BEGIN EXCERPTED DATA

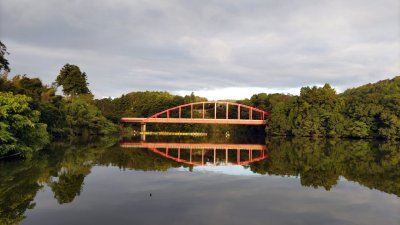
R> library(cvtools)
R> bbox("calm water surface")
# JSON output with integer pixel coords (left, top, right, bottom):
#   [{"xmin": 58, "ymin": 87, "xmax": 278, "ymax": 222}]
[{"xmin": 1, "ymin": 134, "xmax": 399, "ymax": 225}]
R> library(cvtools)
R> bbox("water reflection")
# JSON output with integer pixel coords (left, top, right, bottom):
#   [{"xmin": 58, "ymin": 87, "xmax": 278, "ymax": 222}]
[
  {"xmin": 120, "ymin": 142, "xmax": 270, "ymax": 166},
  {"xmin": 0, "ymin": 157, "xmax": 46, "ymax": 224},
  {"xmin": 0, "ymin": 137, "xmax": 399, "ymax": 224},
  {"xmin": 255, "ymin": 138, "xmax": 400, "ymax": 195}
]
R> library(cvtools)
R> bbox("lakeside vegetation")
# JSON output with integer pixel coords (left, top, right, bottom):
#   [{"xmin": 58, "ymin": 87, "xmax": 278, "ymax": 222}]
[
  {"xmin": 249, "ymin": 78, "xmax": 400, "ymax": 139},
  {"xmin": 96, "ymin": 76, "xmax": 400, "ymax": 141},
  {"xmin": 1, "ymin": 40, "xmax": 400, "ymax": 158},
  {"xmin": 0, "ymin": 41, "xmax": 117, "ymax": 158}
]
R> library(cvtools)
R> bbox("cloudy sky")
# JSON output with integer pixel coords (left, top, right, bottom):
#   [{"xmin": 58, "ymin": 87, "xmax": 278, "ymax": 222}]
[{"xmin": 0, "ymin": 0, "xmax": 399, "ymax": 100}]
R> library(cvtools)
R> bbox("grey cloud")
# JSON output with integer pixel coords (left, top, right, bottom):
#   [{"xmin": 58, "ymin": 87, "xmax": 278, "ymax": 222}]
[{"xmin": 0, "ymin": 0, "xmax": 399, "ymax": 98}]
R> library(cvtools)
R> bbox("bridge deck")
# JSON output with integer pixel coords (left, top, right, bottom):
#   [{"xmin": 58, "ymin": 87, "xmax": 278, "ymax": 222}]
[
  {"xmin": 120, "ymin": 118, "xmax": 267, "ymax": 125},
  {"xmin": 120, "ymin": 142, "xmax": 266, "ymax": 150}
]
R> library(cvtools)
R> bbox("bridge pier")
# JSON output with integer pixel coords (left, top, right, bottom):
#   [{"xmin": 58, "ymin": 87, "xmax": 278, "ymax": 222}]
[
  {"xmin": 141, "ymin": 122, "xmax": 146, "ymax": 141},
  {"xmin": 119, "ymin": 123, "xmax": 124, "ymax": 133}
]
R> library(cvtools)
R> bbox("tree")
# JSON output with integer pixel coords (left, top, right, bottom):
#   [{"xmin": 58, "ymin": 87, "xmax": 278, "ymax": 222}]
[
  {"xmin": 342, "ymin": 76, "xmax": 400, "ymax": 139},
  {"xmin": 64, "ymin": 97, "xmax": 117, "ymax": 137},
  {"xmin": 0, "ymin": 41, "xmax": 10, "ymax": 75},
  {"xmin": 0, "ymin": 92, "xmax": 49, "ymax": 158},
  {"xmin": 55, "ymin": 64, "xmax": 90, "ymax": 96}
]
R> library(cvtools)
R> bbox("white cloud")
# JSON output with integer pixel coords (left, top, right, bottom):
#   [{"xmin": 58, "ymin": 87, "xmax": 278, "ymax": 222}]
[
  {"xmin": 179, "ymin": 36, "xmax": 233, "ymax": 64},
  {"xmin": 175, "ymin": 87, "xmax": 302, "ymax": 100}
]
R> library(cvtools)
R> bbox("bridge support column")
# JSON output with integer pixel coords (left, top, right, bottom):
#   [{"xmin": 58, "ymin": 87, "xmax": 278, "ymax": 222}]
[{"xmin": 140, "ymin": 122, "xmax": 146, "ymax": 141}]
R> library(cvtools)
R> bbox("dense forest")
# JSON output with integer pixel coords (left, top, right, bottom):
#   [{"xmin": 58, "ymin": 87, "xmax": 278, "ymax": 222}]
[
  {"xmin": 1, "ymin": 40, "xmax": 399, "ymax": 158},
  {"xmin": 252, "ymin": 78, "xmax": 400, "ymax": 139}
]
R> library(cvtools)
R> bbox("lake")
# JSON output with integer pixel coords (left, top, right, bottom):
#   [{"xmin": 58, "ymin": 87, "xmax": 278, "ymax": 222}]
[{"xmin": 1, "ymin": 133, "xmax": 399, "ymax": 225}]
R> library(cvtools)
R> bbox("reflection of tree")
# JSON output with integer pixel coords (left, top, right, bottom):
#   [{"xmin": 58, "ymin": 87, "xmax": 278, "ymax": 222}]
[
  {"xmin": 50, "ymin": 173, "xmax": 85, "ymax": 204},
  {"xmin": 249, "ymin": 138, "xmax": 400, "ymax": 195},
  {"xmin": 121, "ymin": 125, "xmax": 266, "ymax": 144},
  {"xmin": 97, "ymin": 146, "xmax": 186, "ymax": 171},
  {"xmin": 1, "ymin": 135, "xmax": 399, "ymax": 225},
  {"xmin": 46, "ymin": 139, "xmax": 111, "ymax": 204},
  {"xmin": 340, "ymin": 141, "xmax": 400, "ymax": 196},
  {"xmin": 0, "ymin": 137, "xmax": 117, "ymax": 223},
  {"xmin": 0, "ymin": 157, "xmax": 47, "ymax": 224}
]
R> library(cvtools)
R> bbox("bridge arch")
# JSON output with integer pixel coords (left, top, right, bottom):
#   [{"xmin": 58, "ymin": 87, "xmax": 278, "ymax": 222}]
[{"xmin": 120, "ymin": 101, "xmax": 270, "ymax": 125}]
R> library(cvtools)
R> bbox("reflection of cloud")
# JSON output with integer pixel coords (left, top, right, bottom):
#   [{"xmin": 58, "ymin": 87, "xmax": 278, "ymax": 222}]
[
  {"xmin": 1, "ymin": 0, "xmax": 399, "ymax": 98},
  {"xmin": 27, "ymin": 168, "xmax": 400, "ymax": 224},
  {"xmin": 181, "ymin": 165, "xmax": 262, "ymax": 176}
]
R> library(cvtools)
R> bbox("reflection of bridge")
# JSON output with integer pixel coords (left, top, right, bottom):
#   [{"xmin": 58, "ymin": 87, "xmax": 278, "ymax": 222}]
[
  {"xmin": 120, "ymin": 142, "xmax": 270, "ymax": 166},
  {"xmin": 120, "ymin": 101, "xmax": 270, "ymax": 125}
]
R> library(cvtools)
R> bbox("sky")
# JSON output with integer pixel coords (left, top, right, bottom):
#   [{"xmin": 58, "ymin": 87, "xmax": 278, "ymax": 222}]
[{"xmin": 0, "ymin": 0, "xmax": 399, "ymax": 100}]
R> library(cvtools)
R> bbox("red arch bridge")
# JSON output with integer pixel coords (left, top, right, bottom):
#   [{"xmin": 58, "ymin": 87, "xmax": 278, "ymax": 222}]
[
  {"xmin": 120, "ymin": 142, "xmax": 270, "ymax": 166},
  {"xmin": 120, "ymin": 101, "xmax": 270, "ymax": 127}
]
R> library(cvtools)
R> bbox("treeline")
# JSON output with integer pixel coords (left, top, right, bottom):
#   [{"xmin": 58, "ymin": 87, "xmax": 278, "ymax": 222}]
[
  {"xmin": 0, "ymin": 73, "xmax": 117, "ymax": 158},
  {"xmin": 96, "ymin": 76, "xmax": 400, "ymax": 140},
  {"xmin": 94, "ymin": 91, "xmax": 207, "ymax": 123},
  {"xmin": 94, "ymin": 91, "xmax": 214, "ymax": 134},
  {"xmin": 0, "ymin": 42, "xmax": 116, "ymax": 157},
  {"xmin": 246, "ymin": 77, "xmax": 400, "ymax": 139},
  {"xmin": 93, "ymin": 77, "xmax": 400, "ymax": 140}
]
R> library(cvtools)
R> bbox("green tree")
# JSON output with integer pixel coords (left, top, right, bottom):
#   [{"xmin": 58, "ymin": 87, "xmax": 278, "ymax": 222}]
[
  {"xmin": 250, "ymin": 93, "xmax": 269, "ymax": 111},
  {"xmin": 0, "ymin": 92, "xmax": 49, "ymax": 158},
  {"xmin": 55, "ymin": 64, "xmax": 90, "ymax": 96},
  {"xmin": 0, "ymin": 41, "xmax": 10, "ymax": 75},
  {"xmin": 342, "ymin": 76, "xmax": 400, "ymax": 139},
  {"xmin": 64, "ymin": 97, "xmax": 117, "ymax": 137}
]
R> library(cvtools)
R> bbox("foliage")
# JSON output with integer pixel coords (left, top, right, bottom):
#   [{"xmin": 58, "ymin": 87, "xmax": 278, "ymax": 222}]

END EXCERPTED DATA

**INSTRUCTIONS FOR THE TASK:**
State how many lines of the records above hold the word "arch", adding nothing beyond the number.

**RESPONSE:**
2